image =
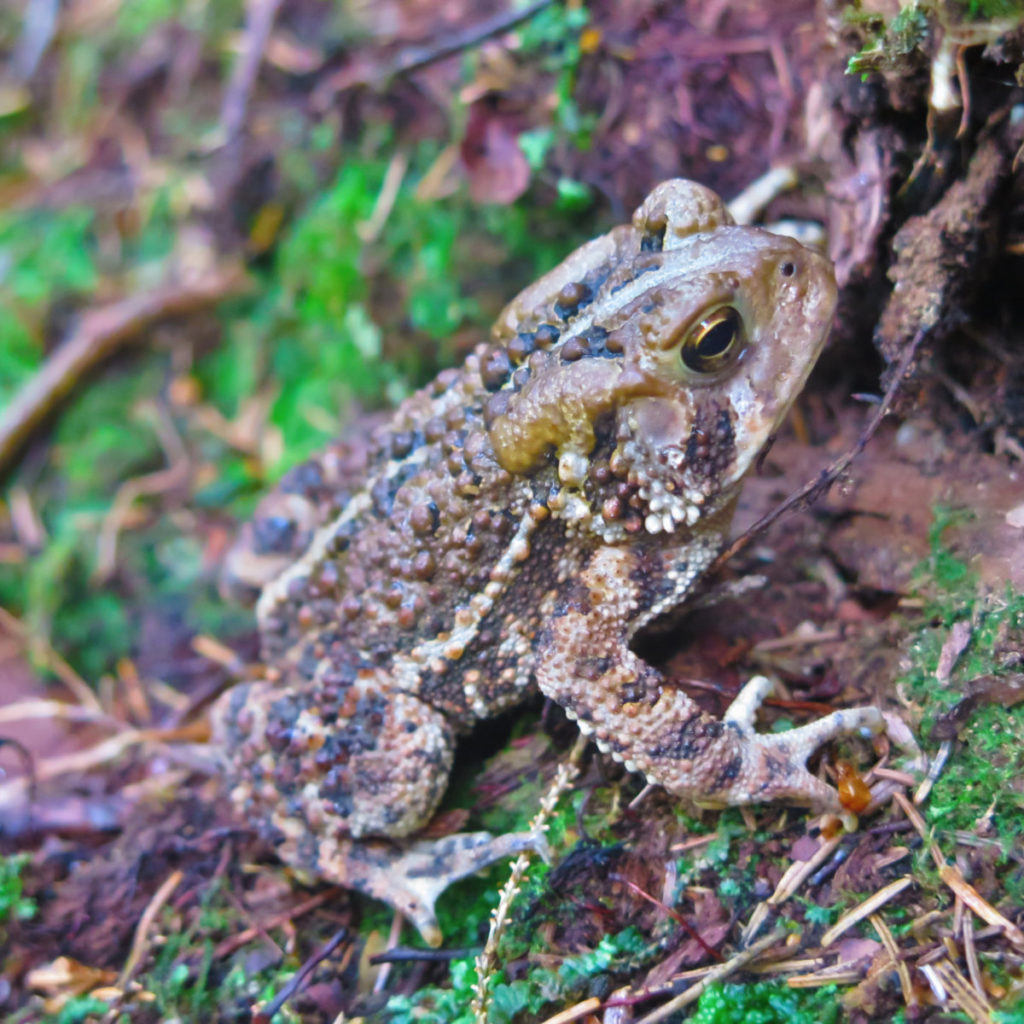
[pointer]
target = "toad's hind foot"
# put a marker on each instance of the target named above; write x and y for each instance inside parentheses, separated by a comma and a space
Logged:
(772, 766)
(412, 876)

**AIM OF THE EXERCISE**
What lines above contain the string "target"? Copy all of them.

**EXPECTED OUTPUT**
target = "toad's hind foot"
# put a marker on each instance of the target named above; write x and y for each instance inside parentheses, separated by a comma and a space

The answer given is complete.